Can you recast every line of the listing below as a numbered list, dropping any blank lines? Leave the images out of your answer.

**Stored entries**
┄┄┄┄┄┄
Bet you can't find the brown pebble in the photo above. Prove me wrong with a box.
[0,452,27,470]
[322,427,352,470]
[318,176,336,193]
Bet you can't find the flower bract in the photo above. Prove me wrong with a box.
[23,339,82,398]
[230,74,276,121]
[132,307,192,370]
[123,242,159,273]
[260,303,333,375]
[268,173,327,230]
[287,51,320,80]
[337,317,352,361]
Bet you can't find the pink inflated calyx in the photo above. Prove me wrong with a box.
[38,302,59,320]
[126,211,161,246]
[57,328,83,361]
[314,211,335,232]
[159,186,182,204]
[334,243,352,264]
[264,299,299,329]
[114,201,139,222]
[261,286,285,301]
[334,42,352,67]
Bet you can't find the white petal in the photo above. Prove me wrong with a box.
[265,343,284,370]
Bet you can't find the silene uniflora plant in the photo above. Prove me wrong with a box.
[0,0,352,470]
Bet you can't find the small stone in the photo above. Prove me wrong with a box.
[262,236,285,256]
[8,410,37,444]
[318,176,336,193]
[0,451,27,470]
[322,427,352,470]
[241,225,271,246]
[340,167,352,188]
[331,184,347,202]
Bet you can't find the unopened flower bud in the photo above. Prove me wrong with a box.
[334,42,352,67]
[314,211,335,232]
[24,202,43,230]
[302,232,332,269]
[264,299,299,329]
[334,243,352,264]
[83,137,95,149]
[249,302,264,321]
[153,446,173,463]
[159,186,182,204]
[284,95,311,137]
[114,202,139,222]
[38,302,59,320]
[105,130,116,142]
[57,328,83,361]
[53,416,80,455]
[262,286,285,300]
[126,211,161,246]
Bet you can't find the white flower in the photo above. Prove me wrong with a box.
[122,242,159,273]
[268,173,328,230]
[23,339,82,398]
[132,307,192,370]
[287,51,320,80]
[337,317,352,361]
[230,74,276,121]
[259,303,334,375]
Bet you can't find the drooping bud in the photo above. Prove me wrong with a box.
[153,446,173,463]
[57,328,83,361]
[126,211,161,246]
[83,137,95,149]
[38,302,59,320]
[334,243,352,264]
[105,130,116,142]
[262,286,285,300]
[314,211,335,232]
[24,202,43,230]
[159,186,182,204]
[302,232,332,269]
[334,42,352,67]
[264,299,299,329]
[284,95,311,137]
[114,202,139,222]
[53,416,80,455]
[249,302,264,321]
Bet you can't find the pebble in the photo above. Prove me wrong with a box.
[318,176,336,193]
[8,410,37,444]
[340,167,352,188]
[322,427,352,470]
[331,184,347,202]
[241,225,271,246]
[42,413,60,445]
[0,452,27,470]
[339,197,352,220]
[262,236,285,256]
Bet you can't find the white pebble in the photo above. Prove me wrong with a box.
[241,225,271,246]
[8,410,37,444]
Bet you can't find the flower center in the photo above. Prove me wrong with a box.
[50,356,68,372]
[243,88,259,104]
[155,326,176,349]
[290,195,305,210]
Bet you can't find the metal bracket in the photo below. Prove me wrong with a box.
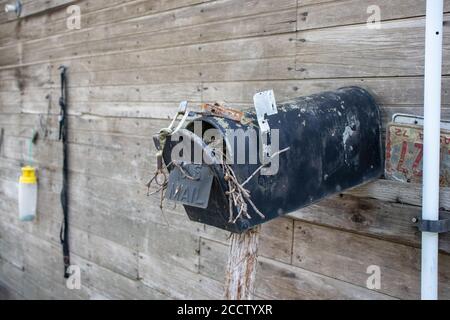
[253,90,278,164]
[413,218,450,233]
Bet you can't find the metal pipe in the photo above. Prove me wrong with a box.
[422,0,444,300]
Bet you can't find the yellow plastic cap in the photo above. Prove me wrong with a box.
[20,167,37,184]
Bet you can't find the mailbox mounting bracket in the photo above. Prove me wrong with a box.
[253,90,278,164]
[413,218,450,233]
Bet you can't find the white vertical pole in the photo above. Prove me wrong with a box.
[422,0,444,300]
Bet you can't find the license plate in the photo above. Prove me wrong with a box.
[386,123,450,187]
[166,164,214,209]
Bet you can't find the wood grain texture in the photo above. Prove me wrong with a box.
[0,0,450,299]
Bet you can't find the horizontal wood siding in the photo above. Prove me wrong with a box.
[0,0,450,299]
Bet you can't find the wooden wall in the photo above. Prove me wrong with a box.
[0,0,450,299]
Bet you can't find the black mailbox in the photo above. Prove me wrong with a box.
[156,87,384,233]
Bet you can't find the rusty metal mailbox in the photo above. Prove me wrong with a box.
[157,87,384,233]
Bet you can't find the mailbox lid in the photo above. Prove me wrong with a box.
[162,87,384,232]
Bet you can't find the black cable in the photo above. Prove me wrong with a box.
[59,66,70,279]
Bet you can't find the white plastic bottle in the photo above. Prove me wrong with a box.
[19,167,38,221]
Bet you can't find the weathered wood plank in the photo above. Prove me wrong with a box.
[297,0,450,30]
[296,15,450,79]
[293,221,450,299]
[289,195,450,253]
[256,258,392,300]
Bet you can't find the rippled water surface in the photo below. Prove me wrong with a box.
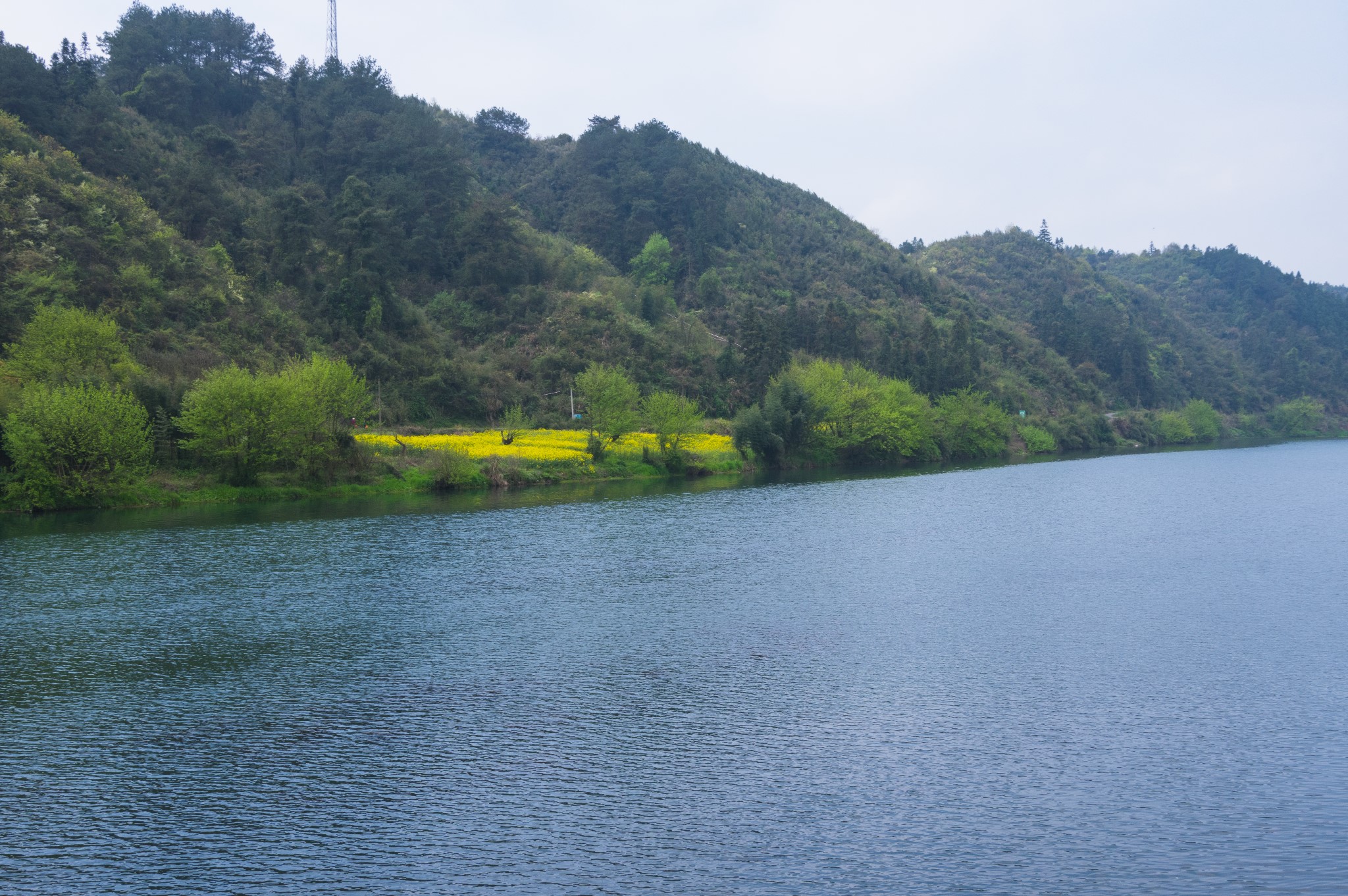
[0,442,1348,893]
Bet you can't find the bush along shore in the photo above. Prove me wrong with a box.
[0,307,1345,510]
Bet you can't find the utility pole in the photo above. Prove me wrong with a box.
[328,0,341,62]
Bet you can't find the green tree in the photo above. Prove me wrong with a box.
[731,404,786,466]
[1270,396,1325,437]
[1155,411,1196,445]
[629,233,674,286]
[575,362,640,460]
[935,388,1011,458]
[178,364,294,485]
[275,355,371,478]
[1016,423,1058,454]
[500,404,534,445]
[4,306,140,386]
[775,361,935,459]
[642,392,702,458]
[1181,399,1221,442]
[4,383,152,508]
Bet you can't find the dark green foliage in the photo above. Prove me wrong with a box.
[1270,396,1325,437]
[430,449,486,492]
[1182,399,1223,442]
[0,5,1348,457]
[575,364,640,450]
[0,306,140,386]
[732,404,786,466]
[935,388,1011,459]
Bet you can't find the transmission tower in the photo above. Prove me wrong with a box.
[328,0,341,59]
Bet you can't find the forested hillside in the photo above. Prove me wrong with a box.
[0,5,1348,434]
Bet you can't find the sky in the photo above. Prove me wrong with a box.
[8,0,1348,283]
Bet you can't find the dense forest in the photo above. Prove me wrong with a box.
[0,4,1348,503]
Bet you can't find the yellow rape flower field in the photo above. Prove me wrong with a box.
[356,430,739,465]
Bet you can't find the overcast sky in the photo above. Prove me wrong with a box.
[11,0,1348,283]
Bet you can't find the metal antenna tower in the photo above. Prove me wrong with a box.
[328,0,341,59]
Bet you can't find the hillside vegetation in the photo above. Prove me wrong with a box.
[0,4,1348,509]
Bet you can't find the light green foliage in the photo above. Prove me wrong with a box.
[279,355,371,477]
[1270,396,1325,437]
[779,361,935,459]
[178,355,369,485]
[4,383,151,508]
[935,388,1011,459]
[430,447,486,491]
[3,307,140,386]
[1155,411,1195,445]
[1181,399,1221,442]
[575,364,640,450]
[500,404,534,445]
[1016,423,1058,454]
[631,233,674,286]
[735,359,938,465]
[178,364,290,485]
[642,392,702,457]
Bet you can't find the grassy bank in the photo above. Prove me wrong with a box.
[0,430,744,512]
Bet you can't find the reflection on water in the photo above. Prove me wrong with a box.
[0,442,1348,893]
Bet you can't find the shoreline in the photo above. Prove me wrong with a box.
[0,437,1310,520]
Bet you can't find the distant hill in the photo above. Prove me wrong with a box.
[0,5,1348,422]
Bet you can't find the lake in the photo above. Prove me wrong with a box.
[0,442,1348,895]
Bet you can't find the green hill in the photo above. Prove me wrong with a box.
[0,5,1348,434]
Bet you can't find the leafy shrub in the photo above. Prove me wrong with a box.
┄┄┄┄┄┄
**RESPONSE**
1. Bet you can't find the brown pebble in the photo above. Prove me wrong with a box.
2. [0,452,27,470]
3. [322,427,352,470]
4. [318,176,336,193]
5. Bet you can't find the flower bract in the photo above. Prove me wrong with a box.
6. [23,339,82,398]
7. [230,74,276,121]
8. [132,307,192,370]
9. [123,242,159,273]
10. [260,303,333,375]
11. [268,173,327,230]
12. [287,51,320,80]
13. [337,317,352,361]
14. Bet you can't find the pink inflated calyx in the photo above. Prove me wrong with a box.
15. [38,302,59,320]
16. [126,211,161,246]
17. [57,328,83,361]
18. [314,211,335,232]
19. [159,186,182,204]
20. [334,243,352,264]
21. [264,299,299,329]
22. [114,201,139,222]
23. [261,286,285,301]
24. [334,42,352,67]
25. Bet you can't find the white petal in the photo above. Prove me wrong with a box.
26. [265,343,284,370]
27. Bet you can't find the silene uniflora plant in the photo above. Prove me wrong with a box.
28. [0,0,352,470]
29. Bet you can't find the small stone in the photo above. Prove me wrong with a box.
30. [262,236,285,256]
31. [8,410,37,444]
32. [318,176,336,193]
33. [0,451,27,470]
34. [322,427,352,470]
35. [241,225,271,246]
36. [340,167,352,188]
37. [331,184,347,202]
38. Bet you can't find the unopened flower bud in the photo above. Prove me wrong with a box.
39. [334,42,352,67]
40. [314,211,335,232]
41. [24,202,43,230]
42. [302,232,332,269]
43. [264,299,299,329]
44. [334,243,352,264]
45. [83,137,95,149]
46. [249,302,264,321]
47. [153,446,173,463]
48. [159,186,182,204]
49. [284,95,311,137]
50. [114,202,139,222]
51. [38,302,59,320]
52. [105,130,116,142]
53. [57,328,83,361]
54. [53,416,80,455]
55. [262,286,285,300]
56. [126,211,161,246]
57. Bet you can't find the white flower in the photo above. Prove me wrong with a box.
58. [122,242,159,273]
59. [268,173,328,230]
60. [23,339,82,398]
61. [132,307,192,370]
62. [287,51,320,80]
63. [337,317,352,361]
64. [230,74,276,121]
65. [259,303,334,375]
66. Bet you can't find the drooping bud in the photo above. Prove me wrong with a box.
67. [153,446,173,463]
68. [57,328,83,361]
69. [126,211,161,246]
70. [83,137,95,149]
71. [38,302,59,320]
72. [334,243,352,264]
73. [105,130,116,142]
74. [262,286,285,300]
75. [314,211,335,232]
76. [24,202,43,230]
77. [159,186,182,204]
78. [302,232,332,269]
79. [334,42,352,67]
80. [264,299,299,329]
81. [284,95,311,137]
82. [114,202,139,222]
83. [53,416,80,455]
84. [249,302,264,321]
85. Bet you can't find the pebble in the photo above. Prove me wrong with a box.
86. [318,176,336,193]
87. [8,410,37,444]
88. [340,167,352,188]
89. [322,427,352,470]
90. [331,184,347,202]
91. [241,225,271,246]
92. [42,413,60,445]
93. [0,452,27,470]
94. [339,197,352,220]
95. [262,236,285,256]
96. Bet you can't find the white pebble in the photo above. Prove me wrong with a box.
97. [241,225,271,246]
98. [8,410,37,444]
99. Bet you can't find the flower center in the photo above. Prove me wrong with a box.
100. [50,356,68,372]
101. [243,88,259,104]
102. [155,326,176,349]
103. [290,195,305,210]
104. Bet you can't find the metal bracket in the photo below. Prove me wrong with a box.
105. [253,90,278,164]
106. [413,218,450,233]
107. Bet you can't find the metal pipe in the photo above. Prove me wrong with a box.
108. [422,0,444,300]
109. Bet you can't find the yellow plastic cap in the photo above. Prove me wrong with a box.
110. [20,167,37,184]
111. Bet you can't find the mailbox mounting bracket in the photo above. Prove me wrong with a box.
112. [253,90,278,164]
113. [413,218,450,233]
114. Bet you can't find the white vertical pole in the photo above. Prove me wrong with a box.
115. [422,0,444,300]
116. Bet you can't find the license plate in the photo above. Prove me wrong with a box.
117. [386,123,450,187]
118. [166,164,214,209]
119. Bet you can't find the wood grain texture in the photo above. Prove me wrong with a box.
120. [0,0,450,299]
121. Bet you can't find the horizontal wood siding in the photo above. Prove me wrong with a box.
122. [0,0,450,299]
123. Bet you can't find the wooden wall in the photo above. Prove me wrong with a box.
124. [0,0,450,299]
125. Bet you can't find the black mailbox in the photo above. Prove me wrong with a box.
126. [156,87,384,233]
127. Bet you can't find the rusty metal mailbox in the photo above. Prove me wrong with a box.
128. [157,87,384,233]
129. Bet you can't find the mailbox lid in the photo above. Prove me wrong with a box.
130. [162,87,384,232]
131. Bet you can't find the black cable in the photo above. Prove me wrong with a box.
132. [59,66,70,279]
133. Bet you can't find the white plastic bottle in the photo above. Prove me wrong with a box.
134. [19,167,38,221]
135. Bet you can't find the weathered wood plank in the photo above. Prove me wrong with a box.
136. [297,0,450,30]
137. [296,15,450,79]
138. [293,221,450,299]
139. [289,195,450,253]
140. [256,258,392,300]
141. Bet you can't find the rippled water surface in the photo below. Prove me wrong with a box.
142. [0,442,1348,893]
143. Bet you can't find the bush along shore in the photo above. Prove me wrong with a box.
144. [0,307,1345,510]
145. Bet you can't find the utility pole in the photo above. Prove me wrong with a box.
146. [328,0,341,62]
147. Bet you can't find the green tree in the photo above. Prove me wrong with a box.
148. [731,404,786,466]
149. [1270,396,1325,437]
150. [1155,411,1196,445]
151. [629,233,674,286]
152. [575,362,640,460]
153. [935,388,1011,458]
154. [178,364,294,485]
155. [275,355,371,478]
156. [1016,423,1058,454]
157. [500,404,534,445]
158. [4,306,140,386]
159. [775,361,935,459]
160. [642,392,702,458]
161. [1181,399,1221,442]
162. [4,383,152,508]
163. Bet you can't find the dark green foliage in the photo above. Prove me wrong with a box.
164. [1270,396,1325,437]
165. [430,449,486,492]
166. [1182,399,1223,442]
167. [0,5,1348,457]
168. [575,364,640,450]
169. [0,306,140,386]
170. [732,404,786,466]
171. [935,388,1011,459]
172. Bet you can't find the transmission tower in the photo above. Prove me wrong with a box.
173. [328,0,341,59]
174. Bet you can't find the forested hillside in the photo above. Prove me wrong with a box.
175. [0,5,1348,434]
176. Bet you can't find the sky in the photo above. Prove me wrong with a box.
177. [8,0,1348,283]
178. Bet you can't find the dense forest in the photo above. Prove me wrong with a box.
179. [0,4,1348,503]
180. Bet you can't find the yellow rape flower field in the photo above. Prove me wrong with a box.
181. [356,430,739,465]
182. Bet you can't find the overcast sky in the photo above. Prove me wrong with a box.
183. [11,0,1348,283]
184. Bet you can't find the metal antenna tower in the photo above. Prove me wrong with a box.
185. [328,0,341,59]
186. Bet you can't find the hillside vegetation in the photo above. Prove me wrong with a box.
187. [0,4,1348,509]
188. Bet you can't find the light green foliage in the photo above. Prove me wrong with a box.
189. [279,355,371,477]
190. [1270,396,1325,437]
191. [779,361,935,459]
192. [178,355,369,485]
193. [4,383,151,508]
194. [935,388,1011,459]
195. [430,447,486,491]
196. [3,307,140,386]
197. [1155,411,1195,445]
198. [1181,399,1221,442]
199. [575,364,640,450]
200. [500,404,534,445]
201. [1016,423,1058,454]
202. [631,233,674,286]
203. [735,359,938,465]
204. [178,364,290,485]
205. [642,392,702,457]
206. Bet you can't find the grassy bank in the photo above. Prove me wrong with a box.
207. [0,430,744,512]
208. Bet you can't find the reflection on water in the photo above. Prove me wrong with a box.
209. [0,442,1348,893]
210. Bet you can't find the shoreline in the photo above. Prove me wrong with a box.
211. [0,437,1310,520]
212. Bet you can't find the distant hill in the photo above. Prove me wrong with a box.
213. [0,5,1348,422]
214. Bet you can't find the lake in the photo above. Prove me wrong with a box.
215. [0,442,1348,895]
216. Bet you can't find the green hill in the photo above. Prove me wrong with a box.
217. [0,5,1348,434]
218. Bet you can't find the leafy shrub in the photo above. Prove me wrong with a box.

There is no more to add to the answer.